--- Work to complete ---
Copy all of the material below word for word, leaving out the pictures.

-- START --

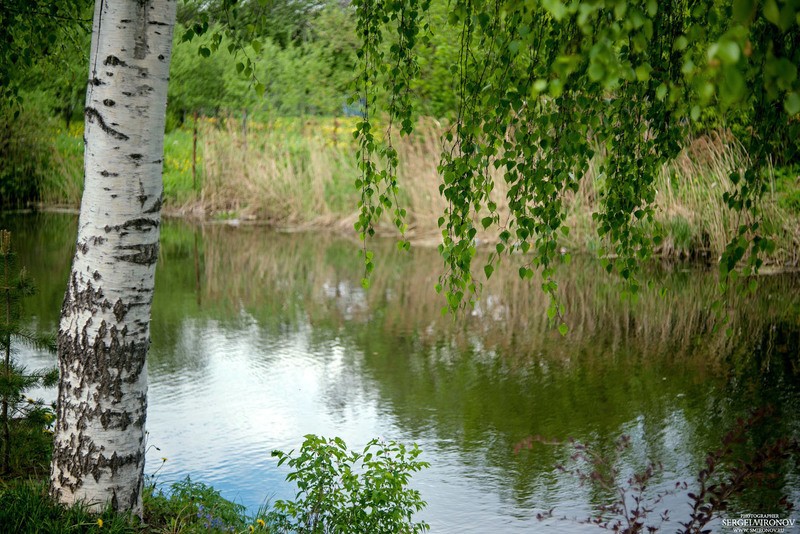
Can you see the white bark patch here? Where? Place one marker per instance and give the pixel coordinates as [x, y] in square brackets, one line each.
[104, 332]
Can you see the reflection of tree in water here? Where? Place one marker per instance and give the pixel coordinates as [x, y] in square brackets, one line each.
[474, 386]
[317, 276]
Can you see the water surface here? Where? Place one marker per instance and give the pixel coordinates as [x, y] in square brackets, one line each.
[261, 337]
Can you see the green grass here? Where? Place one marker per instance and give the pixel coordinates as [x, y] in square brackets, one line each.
[301, 172]
[187, 507]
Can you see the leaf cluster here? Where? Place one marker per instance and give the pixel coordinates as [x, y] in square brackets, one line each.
[339, 490]
[545, 87]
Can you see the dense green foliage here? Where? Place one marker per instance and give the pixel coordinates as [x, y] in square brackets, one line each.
[339, 490]
[545, 87]
[25, 423]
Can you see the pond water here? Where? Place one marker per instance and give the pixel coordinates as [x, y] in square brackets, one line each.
[261, 337]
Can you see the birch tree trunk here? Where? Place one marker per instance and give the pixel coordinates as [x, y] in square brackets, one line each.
[104, 331]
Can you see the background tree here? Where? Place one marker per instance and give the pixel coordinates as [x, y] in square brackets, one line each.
[544, 87]
[104, 333]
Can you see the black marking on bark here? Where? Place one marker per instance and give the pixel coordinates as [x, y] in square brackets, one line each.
[140, 33]
[120, 310]
[93, 115]
[156, 207]
[141, 224]
[140, 254]
[114, 61]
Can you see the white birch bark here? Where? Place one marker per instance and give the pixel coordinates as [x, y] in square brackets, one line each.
[104, 331]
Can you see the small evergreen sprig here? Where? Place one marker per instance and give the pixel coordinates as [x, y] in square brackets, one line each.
[21, 418]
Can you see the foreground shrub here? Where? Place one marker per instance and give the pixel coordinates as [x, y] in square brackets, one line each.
[345, 491]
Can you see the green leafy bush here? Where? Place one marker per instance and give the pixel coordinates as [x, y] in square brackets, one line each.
[346, 491]
[192, 507]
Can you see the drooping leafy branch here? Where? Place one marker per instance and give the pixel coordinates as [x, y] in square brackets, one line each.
[546, 86]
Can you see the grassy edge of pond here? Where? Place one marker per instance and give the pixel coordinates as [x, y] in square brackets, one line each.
[299, 173]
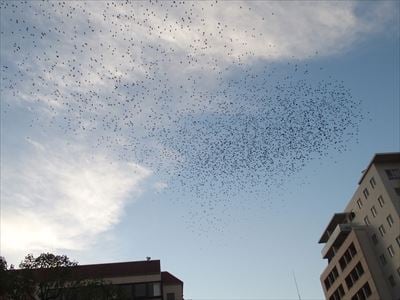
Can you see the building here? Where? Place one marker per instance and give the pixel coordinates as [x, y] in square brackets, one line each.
[136, 280]
[362, 244]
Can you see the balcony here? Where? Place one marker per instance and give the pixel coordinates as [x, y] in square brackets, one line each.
[335, 240]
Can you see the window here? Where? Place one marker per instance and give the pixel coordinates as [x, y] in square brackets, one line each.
[390, 220]
[170, 296]
[366, 193]
[347, 256]
[381, 201]
[373, 211]
[337, 294]
[362, 293]
[354, 275]
[391, 281]
[393, 173]
[359, 203]
[372, 182]
[382, 258]
[391, 250]
[374, 239]
[330, 279]
[382, 230]
[140, 290]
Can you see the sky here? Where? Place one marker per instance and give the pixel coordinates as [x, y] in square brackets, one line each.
[218, 137]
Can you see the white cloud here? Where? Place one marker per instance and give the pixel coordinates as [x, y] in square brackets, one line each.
[63, 198]
[160, 185]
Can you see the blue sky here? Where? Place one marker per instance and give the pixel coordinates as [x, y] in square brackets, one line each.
[217, 137]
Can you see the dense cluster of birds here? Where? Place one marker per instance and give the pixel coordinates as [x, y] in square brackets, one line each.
[165, 85]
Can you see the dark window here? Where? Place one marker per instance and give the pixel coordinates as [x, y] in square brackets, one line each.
[374, 239]
[390, 220]
[393, 173]
[382, 230]
[362, 293]
[171, 296]
[373, 211]
[392, 281]
[359, 203]
[330, 279]
[337, 294]
[366, 193]
[354, 275]
[382, 258]
[140, 290]
[347, 256]
[154, 289]
[390, 250]
[372, 182]
[381, 201]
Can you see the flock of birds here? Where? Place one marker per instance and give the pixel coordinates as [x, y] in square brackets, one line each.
[163, 85]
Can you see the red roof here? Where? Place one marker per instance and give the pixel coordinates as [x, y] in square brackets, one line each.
[169, 279]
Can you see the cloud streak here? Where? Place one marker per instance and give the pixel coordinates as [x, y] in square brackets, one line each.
[64, 198]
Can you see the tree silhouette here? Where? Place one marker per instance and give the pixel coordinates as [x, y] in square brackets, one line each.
[50, 277]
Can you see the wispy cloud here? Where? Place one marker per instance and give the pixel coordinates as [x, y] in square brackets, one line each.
[63, 198]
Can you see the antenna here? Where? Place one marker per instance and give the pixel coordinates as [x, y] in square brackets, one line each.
[297, 287]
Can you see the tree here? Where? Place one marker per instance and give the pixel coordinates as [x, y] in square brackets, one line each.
[50, 277]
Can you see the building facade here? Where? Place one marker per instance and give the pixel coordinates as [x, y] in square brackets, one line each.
[362, 244]
[136, 280]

-- END --

--- Output of the exercise ---
Can you see the white bark patch here? Where? Place one marker per instance and give the pixel coordinates as [x, y] in square brackets, one line each.
[104, 332]
Can you see the reflection of tree in water here? Where? Place one marker per instance and give the pixel coordinates as [x, y] in square brackets, one line each.
[474, 386]
[317, 276]
Can you see the water surface here? Where? Place one marker per instance and give the pixel coordinates as [x, y] in square brackets, one line each.
[261, 337]
Can you see the green grass here? Where? Place one marker per instance and give the pixel coordinates as [x, y] in square brackets, one line each.
[301, 172]
[187, 507]
Can you see the leaf cluster here? Where? Place one marker per instance and give the pixel coordinates as [x, y] in square brackets, one line each.
[339, 490]
[545, 87]
Can you see the dense green foliage here? Where? Place one marker per instance and give the pixel coordinates as [x, y] in square brackets, one line each.
[339, 490]
[545, 87]
[25, 423]
Can you see the pond water here? Where? Place one marker per instance and give the pixel coordinates as [x, y] in square brackets, one line each.
[261, 337]
Can you see the birch tree trunk here? Where? Place one marker per instance and give the pixel coordinates as [x, y] in square brackets, one line each.
[104, 331]
Can you see the background tree here? Where? Place one marker per instance and give the pixel coordinates as [x, y] in square brackets, one line each.
[544, 87]
[104, 333]
Can you see the black marking on bark here? Where? Place one marker per instance and give the pixel coordinates as [x, y] in square brackets, one line each.
[140, 33]
[120, 310]
[93, 115]
[156, 207]
[141, 224]
[140, 254]
[114, 61]
Can you see the white birch bark here? Where? Place one marker per instance and give the pixel coordinates as [x, y] in square brackets, one line each.
[104, 331]
Can you see the small evergreen sprig here? Where? Place one marker per instance and give the pixel coordinates as [x, y] in square brackets, one line each.
[21, 418]
Can you see the foreground shrub here? Where? Place one marker per instance and give the pixel coordinates as [x, y] in square brackets, one line each.
[345, 491]
Can you see the green leafy bush here? Where? Place one marker per instance and give the pixel coordinates as [x, y] in square brackets, one line each.
[346, 491]
[192, 507]
Can you see the drooping leafy branch here? Where? Place one marker per instance and give the pixel coordinates as [x, y] in square brackets, one line each.
[546, 86]
Can you see the grassy edge of pond here? Where? Place one marker per instance and give the pixel coordinates as [x, y] in square brackets, one line each.
[299, 173]
Can you see the building here? Where? Place one marker per instance and give the pixel coordinates as [x, y] in square brackets, one line each.
[136, 280]
[362, 244]
Can you see the balcony here? Where? Place one marker per instance and give the pixel coordinates as [x, y] in square brackets, one line each.
[335, 240]
Can you see the window here? Where? Place one marker per instance and give the pixel coordinates as [x, y] in square brackets, one line each.
[390, 220]
[170, 296]
[366, 193]
[347, 256]
[381, 201]
[373, 211]
[337, 294]
[362, 293]
[354, 275]
[391, 281]
[393, 173]
[359, 203]
[372, 182]
[382, 258]
[391, 250]
[374, 239]
[330, 279]
[382, 230]
[140, 290]
Can you see the sky here? Where? Place one marker per instance and give the pixel coordinates as [x, y] in square brackets, one line each.
[218, 137]
Can you see the white cloud here? Where? Place one marker per instance and give the pixel coordinates as [x, y] in square brackets, one line each.
[63, 198]
[160, 185]
Can you see the blue sky here? Where? Place one marker per instance and give the pixel coordinates as [x, y] in square brackets, one line each.
[217, 137]
Can you see the dense cluster of birds here? Where? Place one marker per instance and give the pixel coordinates as [x, y] in square brackets, one line each.
[165, 85]
Can you see the dark window here? Where? Place one marker per instance and give the pixel coordinates as [x, y] in square brackets, one line each.
[374, 239]
[390, 220]
[393, 173]
[382, 230]
[362, 293]
[171, 296]
[373, 211]
[392, 281]
[359, 203]
[330, 279]
[337, 294]
[366, 193]
[354, 275]
[382, 258]
[140, 290]
[347, 256]
[154, 289]
[390, 250]
[372, 182]
[381, 201]
Can you see the flock of birds here? Where? Place one marker per instance and give the pixel coordinates as [x, y] in square brackets, one line each.
[163, 85]
Can you see the red roof here? Where? Place one marker per instance and give the pixel coordinates as [x, y] in square brackets, one line each.
[169, 279]
Can you see the cloud streak here? Where? Place one marker per instance and give the pixel coordinates as [x, y] in square brackets, one line each.
[64, 198]
Can you see the tree silhouette here? Where? Place one marker per instance and give the pixel coordinates as [x, y] in square brackets, one line each.
[50, 277]
Can you see the wispy cloud here? Where? Place one marker per instance and give the pixel coordinates as [x, y] in square brackets, one line each.
[63, 198]
Can you see the antenna here? Where? Place one marker per instance and give the pixel coordinates as [x, y] in square brackets, one line each.
[297, 287]
Can you see the tree here? Where? Place one marker per instance and give the pixel coordinates as [x, y] in square brackets, one line each.
[50, 277]
Can you see the building facade here? Where? Place one marker per instance and give the pixel coordinates as [x, y] in square brackets, one line each.
[362, 244]
[136, 280]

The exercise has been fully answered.